**Goal**
Please pick up the review of the Dune film at the point where it stops and write what comes next.

**Document text**
_ _ _

Frank Herbert wrote Dune back in 1965 and it was originally released as two serials. So it's pretty apt that Denis Villeneuve decided to adapt it into two films. It won the Hugo award in 66 and also the first Nebula award. Dune is universally regarded as one of the greatest Sci-Fi novels ever. It's certainly my favourite. Not a quick read but well worth reading before viewing the film.

SPOILERS SPOILERS SPOILERS

If you do read the first novel you will of course then know the events and finale to Part Two. However, those who have or will read the book should bear in mind that some elements, plots, even secondary characters, have been altered or omitted. This is not an entirely faithful adaptation. But it is an effective one. Villeneuve has talked about the possibility of making it a trilogy. This would mean Dune Messiah (the second, much thinner novel) becoming Part Three. I would certainly watch it if he films it, but would not be too dissapointed if he calls it a day after Part Two. Dune (the novel) ends on a triumphant note. Dune Messiah...well...as history shows...those lauded as such...rarely escape their tragic fall.

Anyway, enough of the speculation. Back to my review of the film. This was filmed on a budget of around $165 000 000. So what does that not inconsiderable sum get you these days. Well...it gets you the best Sci-Fi director for a start. The man responsible for Arrival and Bladerunner 2049 would be hard to beat. Ridley Scott (Prometheus, The Martian, Raised By Wolves) and Christopher Nolan (Interstellar) would have been good as well. But they got their man. And once they had him, he knew who to get next.

_ _ _

**Collected data**

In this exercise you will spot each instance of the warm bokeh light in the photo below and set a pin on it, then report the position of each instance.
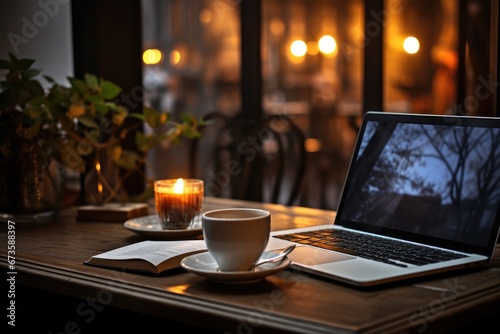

_ _ _

**Answer to this task**
And that brings me to a whole new paragraph. And. Hans Zimmer. Because while the cast is exceptional and ply their trade with great skill, this is very much an artistic film. Epic in nature, grandiose in vision, from the watery windswept Caladan to the sweeping desert vistas of Arrakis. The score is spine-tingling and innovative. Who would have thought bagpipes could mix with the obvious middle eastern leanings. Zimmer turned down Tenet and No Time To Die in favour of Dune. I think he made the right call.

Going back to the cast. The greatest Sci-Fi of all time needs star power. So here you have the next young pretender Timothee Chalamet. I can't think of anyone else who has the youth, waif like appearance, and acting talent to portray the steely tempered innocence of Paul Atriedes. Zendaya is the focus of his dreams of foresight and although she has little to do as Chani other than act mysterious and beguile the viewer. She does it very well. And don't forget she does utter the closing words to the film. In all seriousness though Villeneuve has already said she will be very much at the centre of the sequel along with Paul. Rebecca Ferguson is superb as Lady Jessica. As a member of the all female Bene Gesserit order. She exhibits both their chilling demeanour and internal conflict with her maternal instincts for Paul. She knows how to play the long game and is aware of the trap that the Emperor has laid. As is Duke Leto played by Oscar Isaac. The role calls for honour, nobility, and self sacrifice, he delivers all three, and throws in a bit of fatherly love as well. To these you can add Jason Momoa as the warrior Duncan Idaho. He adds some much needed levity and teaches the Emperor's Sardaukar troops that they are not quite the elite force they believe themselves to be. As do the native Fremen. And speaking of them. Yet another A Lister in Javier Bardem as Stilgar one of the Fremen leaders. He sounds basically the same as in every other film he's ever been in. But his is the voice of reason. And it works. Other notables include a gruffly stern Josh Brolin (a lesser minstrel than in the book) as Gurney Halleck. Dave Bautista as the brutish Glossu Rabban. Whose uncle is the even more brutish grossly repugnant Baron Vladimir Harkonnen played with sinister sibilance by Stellan Skarsgard. There are more...but my finger's starting to cramp. Suffice to say...Villeneuve said...Dune anyone?..And everyone who is anyone wanted a piece of that!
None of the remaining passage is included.